Reproduce the stretch of the retirement passage below that starts at "I am retired" and ends at "I was younger.". Switch "philanthropic" to "charitable" in it.

● **Document extract**:
● ● ● ● ● ● ●
When I sold our business more than 10 years ago, in one day, I went from not having a minute to myself to suddenly having lots of free time. While I was extremely lucky to gain financial independence, it was the first time in my life when I had to compose every day and figure out what I really wanted to do with my time. This has turned out to be a more difficult journey than I expected. Sometimes I am busy and feel productive and other times I feel without enough purpose.

I am retired so every day and every season is different. I try to achieve a balance between taking care of myself and enjoying sports and hobbies and being involved in voluntary and philanthropic activities. On my happiest days I feel busy and productive but not stressed out, as I sometimes was in my working life when I was younger.

So on a typical day, I get up and read the newspaper first thing. I then try to do some exercise. I play tennis almost daily in the summer when I am on Cape Cod and in the winter in Miami. In each place, I have a group of women that I play with most of the time that I really like. They are new friends and the first people that I have become friendly with who don’t come from work or political common interests. When I don’t play tennis, I try to go to the gym.
● ● ● ● ● ● ●
● **Data excerpts**:
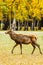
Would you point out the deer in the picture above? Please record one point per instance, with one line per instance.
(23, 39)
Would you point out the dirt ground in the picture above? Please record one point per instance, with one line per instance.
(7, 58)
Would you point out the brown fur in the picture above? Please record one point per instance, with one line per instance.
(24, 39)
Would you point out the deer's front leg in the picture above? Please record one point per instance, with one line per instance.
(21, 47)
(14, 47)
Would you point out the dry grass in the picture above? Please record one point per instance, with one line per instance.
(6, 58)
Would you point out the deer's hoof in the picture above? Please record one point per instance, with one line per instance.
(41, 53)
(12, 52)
● ● ● ● ● ● ●
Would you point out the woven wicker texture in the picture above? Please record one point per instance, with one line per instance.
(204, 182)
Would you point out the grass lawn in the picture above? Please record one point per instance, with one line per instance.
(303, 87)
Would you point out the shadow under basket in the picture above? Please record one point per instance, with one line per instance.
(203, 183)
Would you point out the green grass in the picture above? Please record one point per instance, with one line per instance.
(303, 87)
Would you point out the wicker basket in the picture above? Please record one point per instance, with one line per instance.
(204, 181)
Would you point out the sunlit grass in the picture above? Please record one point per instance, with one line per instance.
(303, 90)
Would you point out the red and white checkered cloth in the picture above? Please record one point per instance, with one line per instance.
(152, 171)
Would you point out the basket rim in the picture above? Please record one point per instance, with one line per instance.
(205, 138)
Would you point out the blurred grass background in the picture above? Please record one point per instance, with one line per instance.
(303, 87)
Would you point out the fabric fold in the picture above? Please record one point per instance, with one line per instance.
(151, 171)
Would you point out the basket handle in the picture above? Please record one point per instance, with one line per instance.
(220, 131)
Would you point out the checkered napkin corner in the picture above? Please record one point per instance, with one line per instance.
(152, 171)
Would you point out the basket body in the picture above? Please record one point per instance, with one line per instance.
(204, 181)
● ● ● ● ● ● ●
● **Answer to this problem**:
I am retired so every day and every season is different. I try to achieve a balance between taking care of myself and enjoying sports and hobbies and being involved in voluntary and charitable activities. On my happiest days I feel busy and productive but not stressed out, as I sometimes was in my working life when I was younger.